[WHAT IS BEING ASKED] Output the data in full. Keep every word exact and exclude the pictures.

◇ ◇ ◇ ◇

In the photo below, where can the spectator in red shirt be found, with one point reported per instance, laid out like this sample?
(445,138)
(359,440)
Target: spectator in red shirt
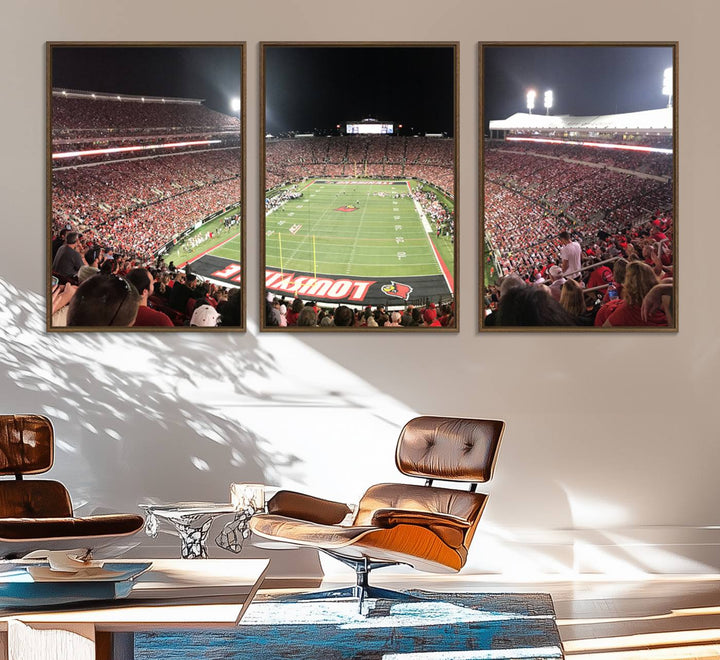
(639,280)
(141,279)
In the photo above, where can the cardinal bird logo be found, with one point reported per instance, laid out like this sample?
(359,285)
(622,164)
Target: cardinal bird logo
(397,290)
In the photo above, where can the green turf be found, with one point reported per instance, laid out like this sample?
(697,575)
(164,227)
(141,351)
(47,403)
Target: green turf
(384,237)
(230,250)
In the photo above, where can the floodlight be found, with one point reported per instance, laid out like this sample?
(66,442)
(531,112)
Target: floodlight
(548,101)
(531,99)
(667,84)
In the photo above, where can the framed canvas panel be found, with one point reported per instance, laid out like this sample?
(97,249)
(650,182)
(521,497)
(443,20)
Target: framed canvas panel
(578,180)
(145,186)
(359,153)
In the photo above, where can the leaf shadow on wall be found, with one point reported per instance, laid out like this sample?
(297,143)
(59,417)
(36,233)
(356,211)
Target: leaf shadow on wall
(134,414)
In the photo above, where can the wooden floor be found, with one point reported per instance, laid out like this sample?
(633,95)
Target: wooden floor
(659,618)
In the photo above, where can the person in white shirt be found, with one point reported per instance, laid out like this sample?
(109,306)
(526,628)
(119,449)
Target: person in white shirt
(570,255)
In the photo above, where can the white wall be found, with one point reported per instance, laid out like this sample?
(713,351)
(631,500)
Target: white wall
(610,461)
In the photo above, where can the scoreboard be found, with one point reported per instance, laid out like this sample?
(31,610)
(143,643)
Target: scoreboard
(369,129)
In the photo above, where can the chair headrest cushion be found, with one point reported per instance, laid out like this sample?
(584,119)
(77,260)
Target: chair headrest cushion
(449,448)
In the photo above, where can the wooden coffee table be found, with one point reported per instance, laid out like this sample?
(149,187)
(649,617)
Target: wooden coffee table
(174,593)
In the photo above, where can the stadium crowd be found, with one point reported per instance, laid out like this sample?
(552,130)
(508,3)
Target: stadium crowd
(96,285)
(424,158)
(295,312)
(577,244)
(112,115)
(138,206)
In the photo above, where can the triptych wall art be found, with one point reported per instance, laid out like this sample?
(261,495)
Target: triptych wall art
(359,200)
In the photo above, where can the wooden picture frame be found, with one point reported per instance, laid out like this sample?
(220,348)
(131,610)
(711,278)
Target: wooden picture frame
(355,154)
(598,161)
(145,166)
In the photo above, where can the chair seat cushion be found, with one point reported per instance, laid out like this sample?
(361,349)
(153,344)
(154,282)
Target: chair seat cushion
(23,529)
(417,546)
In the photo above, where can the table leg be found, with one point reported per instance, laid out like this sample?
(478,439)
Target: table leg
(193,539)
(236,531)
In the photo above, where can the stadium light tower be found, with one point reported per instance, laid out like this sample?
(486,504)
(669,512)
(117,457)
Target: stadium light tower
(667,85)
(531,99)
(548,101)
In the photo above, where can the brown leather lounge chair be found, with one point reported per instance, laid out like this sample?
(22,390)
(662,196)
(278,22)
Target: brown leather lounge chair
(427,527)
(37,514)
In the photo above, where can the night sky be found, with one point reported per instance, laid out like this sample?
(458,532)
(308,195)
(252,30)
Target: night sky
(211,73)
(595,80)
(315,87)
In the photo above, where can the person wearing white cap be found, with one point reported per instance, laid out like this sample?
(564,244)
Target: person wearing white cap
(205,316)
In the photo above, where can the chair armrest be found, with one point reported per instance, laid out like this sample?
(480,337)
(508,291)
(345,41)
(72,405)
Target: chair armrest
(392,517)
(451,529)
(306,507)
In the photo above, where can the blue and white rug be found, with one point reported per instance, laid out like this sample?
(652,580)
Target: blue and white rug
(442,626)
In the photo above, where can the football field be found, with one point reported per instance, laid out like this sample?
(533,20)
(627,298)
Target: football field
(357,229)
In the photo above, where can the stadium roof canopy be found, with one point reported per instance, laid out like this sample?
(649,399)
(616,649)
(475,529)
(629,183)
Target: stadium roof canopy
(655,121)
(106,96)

◇ ◇ ◇ ◇

[OUTPUT OF THE TASK]
In the photo below, where can the spectator in red shirt be found, with one point reported per instance, laid out like this sample?
(445,138)
(359,440)
Target: spectator in red shirt
(639,280)
(141,279)
In the photo above, where can the cardinal bird logo be found, with one point reported per instance, laid out like this sample?
(359,285)
(622,164)
Target: cardinal bird logo
(397,290)
In the photo above, where can the green turf be found, with one point reported per instance, laid out like this sample?
(697,575)
(164,227)
(141,351)
(47,403)
Target: green turf
(384,237)
(230,250)
In the photo above, where can the floodlight be found, with one point reported per instance, laid out like this sample?
(66,442)
(531,112)
Target: floodlight
(548,101)
(531,99)
(667,84)
In the photo above, where can the framed canvas panel be found, with one point reported per instance, laid out like this sample?
(97,249)
(650,182)
(521,497)
(443,20)
Target: framed canvas panel
(578,180)
(145,186)
(359,153)
In the photo above, where can the leaf shadow on wall be found, with one point reported per instance, laid out like this sample?
(297,143)
(59,417)
(36,233)
(356,211)
Target: leaf shadow on wall
(134,414)
In the photo above, where can the wooden floor be found, with one point reported per instance, laid out like this sample?
(633,95)
Target: wooden floor
(659,618)
In the photo above, where can the person in white shirt be found, with one point reported per instance, laid out like this sample?
(109,306)
(526,628)
(119,449)
Target: person in white shirt
(570,255)
In the photo above, where can the white wall be found, with one point reported per instance, laid out like this sample?
(713,351)
(631,500)
Target: white wall
(610,461)
In the photo above, where can the scoreboard be found, with one point reported per instance, laid out like this sample?
(31,610)
(143,643)
Target: scoreboard
(369,129)
In the photo above, where can the chair headrest cushion be found, with one point reported per instance, laid out like this sample?
(584,119)
(77,260)
Target: chair headrest cushion
(449,448)
In the photo above, where can the wooden coffee table be found, with one point reported per instance, laid out like this sample?
(149,187)
(649,617)
Target: wooden coffee table
(174,593)
In the photo above, where can the stadium crowd be found, with one point reported per instance, laid out like this sample?
(552,130)
(508,3)
Target: stadium crowd
(96,285)
(424,158)
(295,312)
(577,244)
(112,115)
(138,206)
In the photo above, where can the triptych wall art be found, with one point reported per instance, laid out like this sample?
(261,495)
Target: triptych wall art
(359,200)
In the photo above, where can the wooden picture frame be found, with one point reported per instance, laid out like this sample?
(220,348)
(131,610)
(711,278)
Target: wooden picture frame
(355,154)
(598,161)
(145,166)
In the photo above, where can the chair seat cushion be found, with one point reported per instance, laid out like this sample?
(361,349)
(153,344)
(154,282)
Target: chair seat cushion
(23,529)
(417,546)
In the photo above, where can the table leg be found, with one point reported per instance, laid out like this sample?
(478,439)
Target: table leg
(193,539)
(236,531)
In the photo above, where can the stadium light tower be found, with one point reported per instance, laid out like this sample?
(486,504)
(669,512)
(117,457)
Target: stadium light tower
(667,85)
(531,99)
(548,101)
In the photo above, where can the brown leather lounge chair be found, with one point reported per instance, laid out like this sample?
(22,390)
(662,196)
(278,22)
Target: brown leather lounge chair
(427,527)
(37,514)
In the photo above, where can the night sky be found, with one point reported per instance, laid out like this sample?
(458,532)
(308,195)
(252,30)
Target: night sky
(211,73)
(595,80)
(315,87)
In the photo above, where can the person wearing white cap be found, with one point reported per instance, laid out like this sample?
(564,244)
Target: person wearing white cap
(205,316)
In the photo above, where can the chair armrest be found, with one point reported per instance, laid out like this sample?
(480,337)
(508,291)
(345,41)
(72,405)
Target: chair armrest
(392,517)
(451,529)
(306,507)
In the photo above, where can the blue and white rug be found, with one point reported per instance, laid out like this sample?
(652,580)
Target: blue and white rug
(442,626)
In the photo above, where can the football field be found, with one point reported per instance, laid out like this sample?
(533,20)
(627,298)
Target: football field
(357,229)
In the photo above, where can the stadium roof canopy be found, with one point reported per instance, laid out like this sample?
(649,399)
(616,649)
(475,529)
(629,183)
Target: stadium roof canopy
(655,121)
(106,96)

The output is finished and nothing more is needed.